=== Begin Enclosure ===
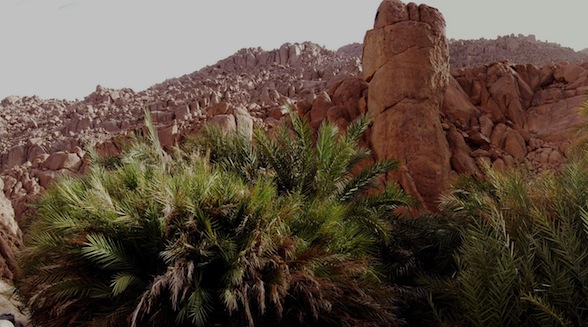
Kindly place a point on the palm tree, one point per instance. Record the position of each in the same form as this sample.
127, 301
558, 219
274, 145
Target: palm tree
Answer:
152, 239
523, 259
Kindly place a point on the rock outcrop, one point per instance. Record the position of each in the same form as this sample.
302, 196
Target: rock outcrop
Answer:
519, 49
405, 61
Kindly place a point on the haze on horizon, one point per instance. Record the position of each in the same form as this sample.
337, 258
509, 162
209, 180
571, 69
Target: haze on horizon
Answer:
64, 48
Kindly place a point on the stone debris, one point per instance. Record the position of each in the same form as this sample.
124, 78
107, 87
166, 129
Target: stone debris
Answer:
438, 120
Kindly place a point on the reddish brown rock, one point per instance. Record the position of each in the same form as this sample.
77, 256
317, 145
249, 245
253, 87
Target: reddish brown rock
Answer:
405, 61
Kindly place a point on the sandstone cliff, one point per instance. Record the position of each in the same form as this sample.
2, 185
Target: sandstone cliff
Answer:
437, 123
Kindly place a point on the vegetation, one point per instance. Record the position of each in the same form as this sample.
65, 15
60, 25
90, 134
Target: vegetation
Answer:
523, 261
278, 233
293, 229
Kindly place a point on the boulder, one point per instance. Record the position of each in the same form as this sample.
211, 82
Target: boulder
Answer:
405, 60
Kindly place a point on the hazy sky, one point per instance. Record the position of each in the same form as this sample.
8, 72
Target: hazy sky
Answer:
64, 48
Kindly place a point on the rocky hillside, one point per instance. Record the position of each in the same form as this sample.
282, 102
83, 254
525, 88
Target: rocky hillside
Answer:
517, 49
439, 122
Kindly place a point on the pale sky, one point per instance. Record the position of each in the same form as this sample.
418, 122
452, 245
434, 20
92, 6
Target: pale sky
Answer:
64, 48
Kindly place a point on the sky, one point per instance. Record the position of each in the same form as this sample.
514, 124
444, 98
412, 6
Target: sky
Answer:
64, 48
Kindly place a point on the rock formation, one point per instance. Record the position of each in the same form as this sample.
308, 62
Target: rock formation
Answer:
438, 124
519, 49
405, 61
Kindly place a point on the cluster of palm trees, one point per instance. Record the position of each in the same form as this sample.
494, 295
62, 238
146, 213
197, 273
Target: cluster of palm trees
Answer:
296, 229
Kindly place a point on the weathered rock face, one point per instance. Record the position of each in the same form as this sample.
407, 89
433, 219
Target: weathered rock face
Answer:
405, 59
504, 115
525, 49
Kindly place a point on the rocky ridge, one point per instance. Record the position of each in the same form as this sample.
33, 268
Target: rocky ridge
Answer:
518, 49
500, 114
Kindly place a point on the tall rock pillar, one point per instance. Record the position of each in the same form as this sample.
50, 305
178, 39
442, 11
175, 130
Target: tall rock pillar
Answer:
406, 63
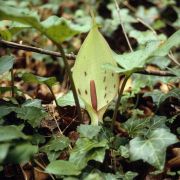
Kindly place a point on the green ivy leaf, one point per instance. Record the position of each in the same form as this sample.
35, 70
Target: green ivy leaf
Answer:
55, 28
146, 36
59, 29
6, 63
32, 103
32, 115
88, 131
137, 59
3, 151
68, 100
86, 150
56, 144
135, 126
61, 167
13, 133
21, 153
152, 149
6, 109
159, 97
165, 47
31, 78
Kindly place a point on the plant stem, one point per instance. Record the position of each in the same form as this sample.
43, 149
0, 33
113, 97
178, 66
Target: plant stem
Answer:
12, 82
71, 80
118, 101
122, 25
54, 97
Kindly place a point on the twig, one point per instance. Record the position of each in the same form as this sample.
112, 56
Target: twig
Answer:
9, 44
122, 25
61, 54
155, 73
118, 101
75, 95
171, 56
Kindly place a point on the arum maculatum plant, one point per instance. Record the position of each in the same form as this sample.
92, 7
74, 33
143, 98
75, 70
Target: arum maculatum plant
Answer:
95, 85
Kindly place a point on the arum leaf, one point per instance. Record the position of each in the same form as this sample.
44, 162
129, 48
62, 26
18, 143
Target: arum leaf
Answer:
61, 167
153, 149
6, 63
31, 78
99, 86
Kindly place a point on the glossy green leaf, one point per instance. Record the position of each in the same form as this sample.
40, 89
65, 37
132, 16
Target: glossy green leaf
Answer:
159, 97
55, 28
4, 147
56, 144
99, 86
165, 47
61, 167
59, 29
152, 149
6, 109
21, 153
68, 100
146, 36
13, 133
31, 78
142, 126
32, 103
135, 126
88, 131
32, 115
136, 59
86, 150
6, 63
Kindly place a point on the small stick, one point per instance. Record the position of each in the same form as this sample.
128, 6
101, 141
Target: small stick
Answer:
9, 44
122, 25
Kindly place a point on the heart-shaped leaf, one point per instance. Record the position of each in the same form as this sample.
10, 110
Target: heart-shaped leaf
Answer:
96, 86
153, 149
6, 63
31, 78
55, 28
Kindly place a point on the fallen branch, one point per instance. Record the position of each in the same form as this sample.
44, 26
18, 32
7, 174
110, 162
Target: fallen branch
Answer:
8, 44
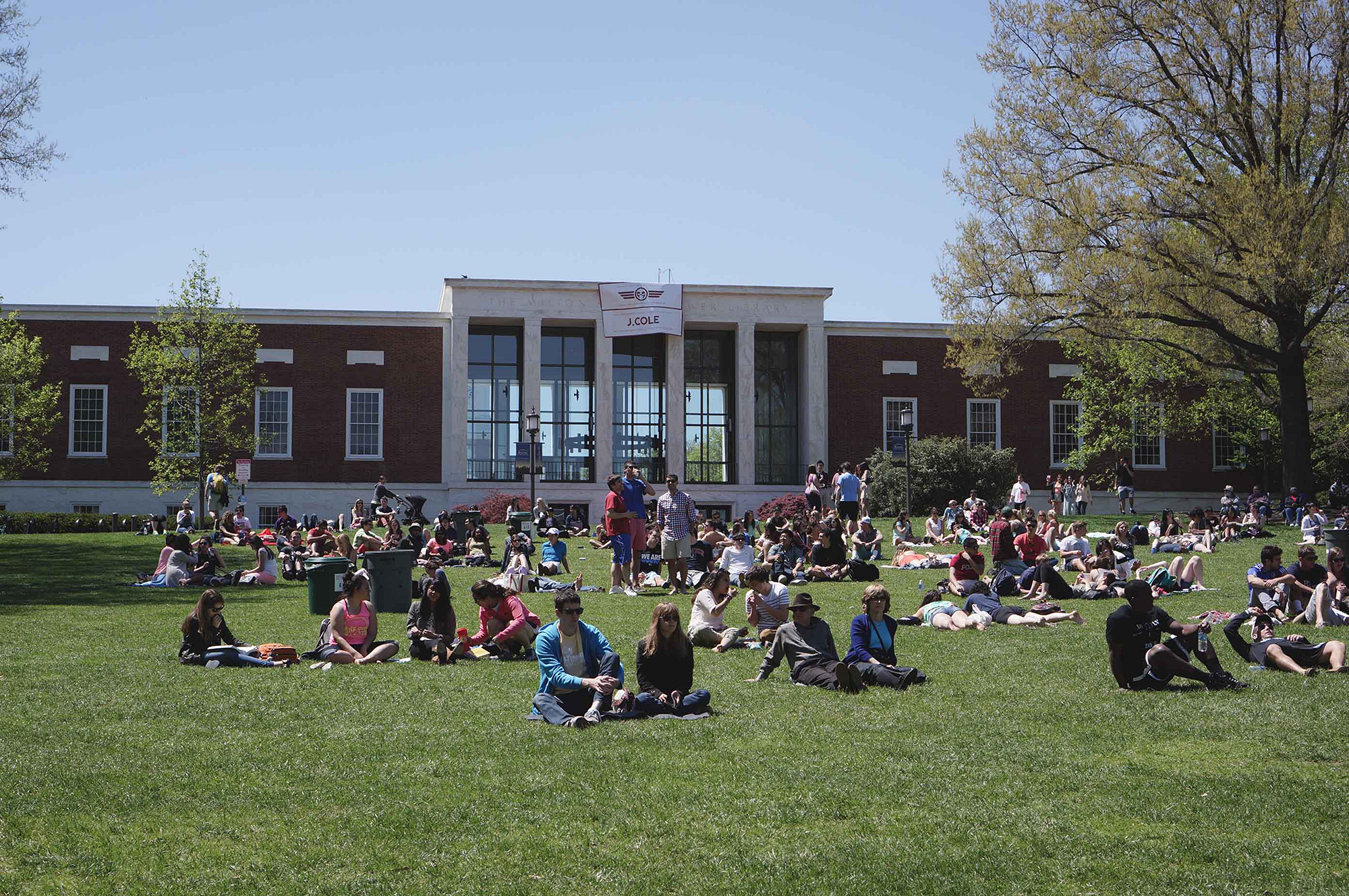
=== End Enclosure ===
What you have to do = No picture is to appear in the copy; every entry above is otherwise to be printed verbatim.

Reply =
Kindly place a point on the palm tree, one point per instance. Record the position of each in the same form as this sample.
127, 301
558, 219
274, 145
Target: palm tree
Answer:
152, 239
523, 259
Kindly place a point on the rock outcrop, one point per instance. Record the position of each in the same form as this sample.
302, 196
Target: rock outcrop
Answer:
519, 49
405, 61
Kindly place a point on the haze on horizon, one point per instance. Record the position of each in the same form as this sample.
337, 258
509, 162
209, 180
571, 69
Target: haze on horizon
Answer:
64, 48
Kindly place a point on the stone debris, one point per instance. Record the position of each in the same form as this sample.
124, 78
107, 87
166, 129
Target: stone debris
Answer:
438, 120
Kindly place a point on the reddish brown rock, one point per instance. Record the position of each in the same form as this sample.
77, 256
317, 145
249, 245
253, 87
Target: reddish brown rock
Answer:
405, 61
Kindly place a point on the sandstone cliff, one point per instance. Record the position of each in the same form as this sample.
2, 185
Target: sandstone cliff
Answer:
437, 123
Kindly place a point on the vegetation, one point per instance. Record the position of each in the same form as this sample.
65, 15
60, 25
90, 134
Target: vegetation
Answer:
523, 261
278, 233
293, 229
Kindly place a point on the boulder, one point per instance. Record the position of each in the same form as this sample.
211, 82
Target: boulder
Answer:
405, 60
Kindly place a point on the hazy sky, one point per instance. Record the position of each in the same form as this sample.
8, 72
Target: hazy sky
Answer:
64, 48
Kindly place a point on the rocky hillside, one point per instance. Record the position of each in the same form as this sample.
282, 102
83, 254
525, 88
Target: rocky hillside
Answer:
517, 49
439, 122
Kindly place a point on the pale sky, one point per instance. Record the position of each in the same form as this sample.
418, 122
452, 245
434, 20
92, 6
Target: pale sky
Answer:
64, 48
Kindly place a point on the sky, one point per instance. Record the position of each in the same form as this sample.
514, 124
444, 98
412, 6
Target: sky
Answer:
64, 48
Kindly place a point on the rock formation, one point per instance. Record the position of each in the same form as this sample.
308, 62
Target: rock formation
Answer:
438, 124
519, 49
405, 61
Kindly place a point on the cluster of palm trees, one point per instance. Record the position of each in the same form as this sample.
494, 295
62, 238
146, 213
197, 273
Target: cluster of palm trees
Answer:
296, 229
Kindly place a point on the weathered rock face, one point per instance. Record the position of each in the same form as this sample.
407, 89
433, 219
Target: weathered rock face
Answer:
405, 59
504, 115
525, 49
Kindly place a point on the rocky ridge, one point per instance. Record the position of each in the same form as this sample.
33, 268
Target: rocky ridge
Answer:
518, 49
500, 114
Kindly place a point on the tall rock pillar, one point per instance. Record the position of each in the same form as this sample.
50, 305
178, 39
442, 11
175, 130
Target: tall rock pillar
Answer:
406, 63
Kindly place a point on the green ivy leaf, one point per instance. Record the position of each in the same form as this sample.
35, 70
Target: green ivy leaf
Answer:
55, 28
146, 36
59, 29
6, 63
32, 103
32, 115
88, 131
137, 59
3, 151
68, 100
86, 150
56, 144
135, 126
61, 167
13, 133
21, 153
152, 149
6, 109
159, 97
165, 47
31, 78
Kindly place a point on the plant stem, one point per instance. Record the position of each in the same form as this sample.
43, 149
0, 33
113, 97
178, 66
Target: plant stem
Answer:
12, 82
71, 80
118, 101
122, 25
54, 97
Kindly place a point on the twig, one point per instance. Record the position of each in the same form as this sample.
112, 56
Target: twig
Answer:
9, 44
122, 25
61, 54
155, 73
118, 101
75, 95
171, 56
Kindly place a point on the arum maculatum plant, one point per instance. Record the position of each in the same form as this sample.
92, 7
74, 33
143, 98
75, 70
Target: arum maculatum plant
Answer:
95, 85
Kindly place a point on the arum leaf, one point per instance. Record the position of each in the same form as this sample.
44, 162
129, 48
62, 26
18, 143
Target: arum leaf
Answer:
61, 167
153, 149
6, 63
31, 78
99, 86
Kindly place a point on the glossy green leaf, one point per instance. Record the position of each in the same form as this sample.
40, 89
65, 37
132, 16
Target: glossy green leaf
Answer:
159, 97
55, 28
4, 147
56, 144
99, 86
165, 47
61, 167
59, 29
152, 149
6, 109
21, 153
68, 100
146, 36
13, 133
31, 78
142, 126
32, 103
135, 126
88, 131
32, 115
136, 59
86, 150
6, 63
Kindly place a point on the small stick, one point per instance. Record the position of each in the same form as this sample.
128, 6
101, 141
Target: small stick
Answer:
9, 44
122, 25
Kindly place a point on the heart-shaped leaf, one point per instance. Record the position of each in the same form as this sample.
10, 110
Target: heart-shaped leaf
Answer:
96, 86
153, 149
6, 63
31, 78
55, 28
Kindly place a point on the fallen branch, one point per instance. Record the position of each in the same form as this sample.
44, 26
18, 32
7, 174
110, 162
Target: fallen branch
Answer:
8, 44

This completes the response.